• Selection
>> START

I
like this image of the Big Bad Wolf because it is right on point with what the
malignant narcissist predator is all about. The Wolf is dangling a bare bone while gripping a fork. This is exactly
what the MN predator does; they toss their prey a “meatless” bone to lure
them in, so THEY can feed. The bone may as well be rubber because what the
malignant narcissist uses to bait the victim is worthless, it’s FAKE, there’s
no substance to it, it’s all on the level of pretense, and it’s called “Grooming” - a predatory act of
maneuvering prey into a trap.
I
came across a description of “Grooming” on Out of the Fog and was amazed at how
perfectly it describes the predation of malignant narcissist/psychopath sister
AND MN mother on my N dad. But before we get to the description, let me begin
with my experiences of being
“groomed” by a narcissist.
Done.
I have none. Grooming doesn’t work on me. Why? Probably because I was raised in
captivity with three narcissists, I was out numbered, and I had to carefully study
how the eco-system of the narc jungle functions in order to survive. If I fell
prey to manipulation tactics such as grooming, I would have been chewed-up and
spat out before I reached my teens.

>> END

• Dataset rows
>> START

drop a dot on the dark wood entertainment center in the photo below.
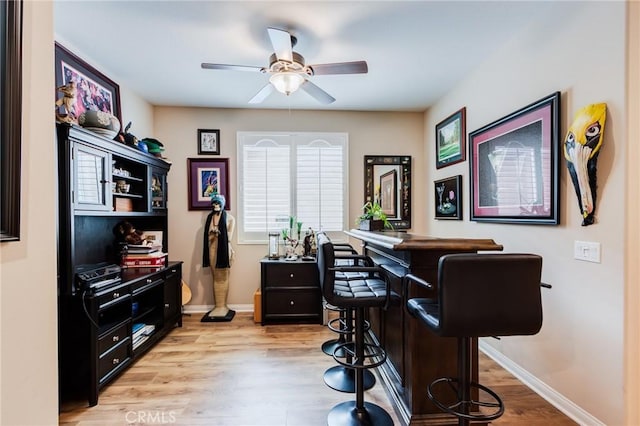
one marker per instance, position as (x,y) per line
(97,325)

>> END
>> START

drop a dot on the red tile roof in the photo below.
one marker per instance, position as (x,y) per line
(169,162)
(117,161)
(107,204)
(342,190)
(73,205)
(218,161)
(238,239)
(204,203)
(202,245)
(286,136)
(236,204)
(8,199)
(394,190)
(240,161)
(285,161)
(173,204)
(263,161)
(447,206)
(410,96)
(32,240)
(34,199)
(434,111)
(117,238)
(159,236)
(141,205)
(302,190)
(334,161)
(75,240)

>> END

• Written exercise 1
Reproduce the passage on narcissist grooming from "I have none." to "reached my teens.".
• Written exercise 2
Based on the passage on narcissist grooming, say whether each statement agrees with it, answering yes or no and quoting the deciding words: (a) In the image, the Wolf is gripping a knife. (b) The writer found a description of "Grooming" on Out of the Fog. (c) The writer was raised with three narcissists.

• Task result 1
I have none. Grooming doesn’t work on me. Why? Probably because I was raised in
captivity with three narcissists, I was out numbered, and I had to carefully study
how the eco-system of the narc jungle functions in order to survive. If I fell
prey to manipulation tactics such as grooming, I would have been chewed-up and
spat out before I reached my teens.

• Task result 2
(a) No: "The Wolf is dangling a bare bone while gripping a fork."
(b) Yes: "came across a description of “Grooming” on Out of the Fog"
(c) Yes: "I was raised in captivity with three narcissists"